Data listing:
::::::::
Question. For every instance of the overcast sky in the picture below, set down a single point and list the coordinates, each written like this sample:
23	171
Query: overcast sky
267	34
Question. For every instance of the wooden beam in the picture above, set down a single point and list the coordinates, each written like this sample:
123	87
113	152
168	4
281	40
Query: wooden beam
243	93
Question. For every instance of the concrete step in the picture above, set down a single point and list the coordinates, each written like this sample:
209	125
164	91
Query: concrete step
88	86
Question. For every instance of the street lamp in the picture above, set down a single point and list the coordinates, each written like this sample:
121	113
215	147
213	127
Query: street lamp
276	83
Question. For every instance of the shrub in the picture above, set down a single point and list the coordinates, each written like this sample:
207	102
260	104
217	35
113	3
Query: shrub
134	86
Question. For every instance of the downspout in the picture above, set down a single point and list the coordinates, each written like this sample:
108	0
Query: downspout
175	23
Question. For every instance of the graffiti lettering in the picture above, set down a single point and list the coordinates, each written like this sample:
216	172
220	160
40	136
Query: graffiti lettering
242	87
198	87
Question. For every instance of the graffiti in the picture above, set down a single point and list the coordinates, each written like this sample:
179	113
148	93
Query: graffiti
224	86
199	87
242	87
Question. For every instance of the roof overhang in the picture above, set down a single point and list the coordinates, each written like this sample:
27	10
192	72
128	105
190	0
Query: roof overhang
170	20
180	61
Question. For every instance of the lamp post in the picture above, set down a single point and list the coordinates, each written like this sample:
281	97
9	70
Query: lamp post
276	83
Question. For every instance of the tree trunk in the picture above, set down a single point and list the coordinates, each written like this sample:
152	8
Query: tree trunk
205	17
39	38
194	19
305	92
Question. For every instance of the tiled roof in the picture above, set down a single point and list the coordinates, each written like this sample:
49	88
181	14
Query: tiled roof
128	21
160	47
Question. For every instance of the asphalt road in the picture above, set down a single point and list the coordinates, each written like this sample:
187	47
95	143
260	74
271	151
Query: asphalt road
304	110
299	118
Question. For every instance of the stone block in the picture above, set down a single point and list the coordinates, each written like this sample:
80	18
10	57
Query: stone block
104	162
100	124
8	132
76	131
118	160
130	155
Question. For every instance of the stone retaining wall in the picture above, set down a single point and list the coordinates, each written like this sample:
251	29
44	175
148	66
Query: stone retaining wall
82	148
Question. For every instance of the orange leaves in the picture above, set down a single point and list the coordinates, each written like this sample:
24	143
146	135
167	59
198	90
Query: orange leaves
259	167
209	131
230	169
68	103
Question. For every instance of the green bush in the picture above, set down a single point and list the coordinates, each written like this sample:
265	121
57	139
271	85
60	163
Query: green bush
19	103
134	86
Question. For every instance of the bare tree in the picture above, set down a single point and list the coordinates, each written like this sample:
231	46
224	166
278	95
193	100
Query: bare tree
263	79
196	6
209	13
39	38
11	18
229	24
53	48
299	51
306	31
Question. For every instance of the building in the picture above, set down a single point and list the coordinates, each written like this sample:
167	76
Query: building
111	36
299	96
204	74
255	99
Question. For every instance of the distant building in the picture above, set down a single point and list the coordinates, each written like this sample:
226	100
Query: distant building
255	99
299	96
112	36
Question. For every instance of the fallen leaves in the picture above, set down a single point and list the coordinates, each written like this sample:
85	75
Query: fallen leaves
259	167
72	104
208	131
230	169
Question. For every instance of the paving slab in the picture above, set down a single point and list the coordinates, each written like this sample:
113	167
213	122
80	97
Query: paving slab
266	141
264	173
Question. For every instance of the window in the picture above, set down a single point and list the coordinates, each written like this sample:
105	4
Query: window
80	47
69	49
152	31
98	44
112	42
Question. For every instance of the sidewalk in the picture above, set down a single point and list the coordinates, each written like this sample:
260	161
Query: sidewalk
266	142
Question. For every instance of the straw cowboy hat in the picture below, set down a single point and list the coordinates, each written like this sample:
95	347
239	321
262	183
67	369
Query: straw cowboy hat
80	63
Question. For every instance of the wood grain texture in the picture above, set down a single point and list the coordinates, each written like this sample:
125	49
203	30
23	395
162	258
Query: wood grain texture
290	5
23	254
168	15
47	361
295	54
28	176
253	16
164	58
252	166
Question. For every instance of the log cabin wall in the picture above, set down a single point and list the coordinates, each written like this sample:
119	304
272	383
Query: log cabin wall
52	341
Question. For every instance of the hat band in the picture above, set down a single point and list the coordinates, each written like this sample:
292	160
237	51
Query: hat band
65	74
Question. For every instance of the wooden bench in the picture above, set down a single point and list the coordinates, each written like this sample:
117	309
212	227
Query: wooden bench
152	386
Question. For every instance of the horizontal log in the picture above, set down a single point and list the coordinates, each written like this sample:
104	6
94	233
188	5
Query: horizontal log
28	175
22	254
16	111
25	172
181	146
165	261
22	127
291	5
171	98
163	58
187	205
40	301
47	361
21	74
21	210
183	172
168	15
::::::::
**WHAT THE TASK REQUIRES**
Retype the records above exactly.

**SOLUTION TO THIS TASK**
Question. For every instance of the overcast sky in the picture below, set down a single point and list the coordinates, each written like this sample:
23	171
Query: overcast sky
267	34
Question. For every instance of the wooden beam in the picture above, set down a single point and list the coordinates, each written like this sample:
123	87
113	152
168	4
281	40
Query: wooden beam
243	93
Question. For every instance of the concrete step in the picture above, set down a single point and list the coordinates, each written like this sample:
209	125
164	91
Query: concrete step
88	86
Question. For every instance of the street lamp in the picture above, set down a single point and list the coordinates, each written like this sample:
121	113
215	147
213	127
Query: street lamp
276	83
Question. For every instance of the shrub in the picture above, set down a single point and list the coordinates, each written like this sample:
207	102
260	104
217	35
113	3
Query: shrub
134	86
Question. For every instance of the downspout in the picture above, set down a single point and list the coordinates, each written like this sample:
108	0
Query: downspout
175	23
Question. For every instance of the graffiti lettering in the picture above, set down a single point and list the coordinates, each written like this sample:
216	172
220	160
40	136
Query: graffiti lettering
242	87
198	87
Question. For every instance of the graffiti in the picture above, set down a single point and list the coordinates, each written like this sample:
179	113
148	93
Query: graffiti
224	86
199	87
242	87
Question. For every instance of the roof overhang in the picture above, set down a single point and list the coordinates, each written like this sample:
27	10
192	72
128	105
190	0
Query: roof overhang
170	20
180	61
Question. For every instance of the lamp post in the picture above, set down a single point and list the coordinates, each written like this sample:
281	97
9	70
Query: lamp post
276	83
Question. For every instance of the tree trunk in the picture above, set down a single point and list the coordinates, each written like this sample:
152	8
Query: tree trunk
205	17
39	38
194	19
305	92
Question. For every instance of the tiled roof in the picture above, set down a single point and list the coordinates, each written like this sample:
49	88
181	14
Query: tiled roof
128	21
160	47
Question. For every instance of the asphalt road in the picture above, set down a single point and list the coordinates, each written like this sample:
187	47
95	143
260	74
271	151
Query: asphalt road
304	110
299	118
Question. For every instance of the stone block in the picture above, set down a single point and list the coordinates, each written like this sample:
80	18
10	57
Query: stone block
104	162
100	124
8	132
76	131
118	160
130	155
Question. For every instance of the stone retaining wall in the picture above, set down a single point and list the coordinates, each written like this sample:
251	29
44	175
148	66
Query: stone retaining wall
82	148
Question. For every instance of the orange leaves in the picture above, set down a single point and list the coordinates, each written like this sample:
24	143
146	135
167	59
198	90
Query: orange leaves
259	167
209	131
230	169
68	103
Question. For every instance of the green bush in the picture above, set down a single point and list the coordinates, each written like this sample:
265	121
57	139
271	85
60	163
Query: green bush
19	103
134	86
Question. For every instance of the bare tree in the picture above, set down a single point and list the coordinates, each written like this sample:
231	46
224	166
278	95
193	100
Query: bare tree
263	79
196	6
209	13
39	38
11	18
229	24
53	48
299	51
306	31
Question. For every instance of the building in the picture above, set down a single point and list the coordinates, each written like this sample:
167	76
Query: building
111	36
299	96
204	74
255	99
Question. For every instance of the distant building in the picture above, set down a single point and list the coordinates, each written like this sample:
226	100
Query: distant building
255	99
299	96
112	36
Question. For every instance of the fallen leaves in the picture above, set down a single point and list the coordinates, each written like this sample:
85	75
Query: fallen leaves
259	167
72	104
208	131
230	169
Question. For every instance of the paving slab in the picture above, set down a single point and list the coordinates, each written like this sample:
113	167
213	122
80	97
Query: paving slab
266	141
264	173
Question. For every instance of the window in the picture above, set down a single point and list the coordinates, each written like this sample:
105	4
Query: window
80	47
69	49
152	31
98	44
112	42
Question. For every instance of the sidewalk in the picture above, set down a single point and list the coordinates, each written like this sample:
260	161
Query: sidewalk
266	142
Question. For every instance of the straw cowboy hat in the picture below, set down a single point and list the coordinates, each written like this sample:
95	347
239	321
262	183
67	369
Query: straw cowboy hat
80	63
Question. For every instance of the wood grain texture in the picture above, set down a single point and list the coordinates, each written like this sample:
125	49
203	30
23	395
162	258
Query: wood grain texture
290	5
23	254
168	15
47	361
295	54
28	176
253	16
164	58
252	166
Question. For every instance of the log cabin wall in the picture above, set down a single point and list the coordinates, each written like this sample:
119	304
272	383
Query: log cabin wall
52	341
Question. For every instance of the hat band in the picture above, set down a single point and list the coordinates, each written like this sample:
292	160
237	51
Query: hat band
65	74
Question. For every instance of the wooden bench in the picture above, set down a single point and list the coordinates, each written like this sample:
117	309
212	227
Query: wooden bench
152	386
Question. For every instance of the horizontal log in the picture above, set down a single point and list the coordinates, each written like this sample:
104	6
94	233
188	5
Query: horizontal log
28	175
22	254
16	111
25	172
181	146
165	261
22	127
291	5
171	98
163	58
187	205
40	301
47	361
21	74
21	210
183	172
168	15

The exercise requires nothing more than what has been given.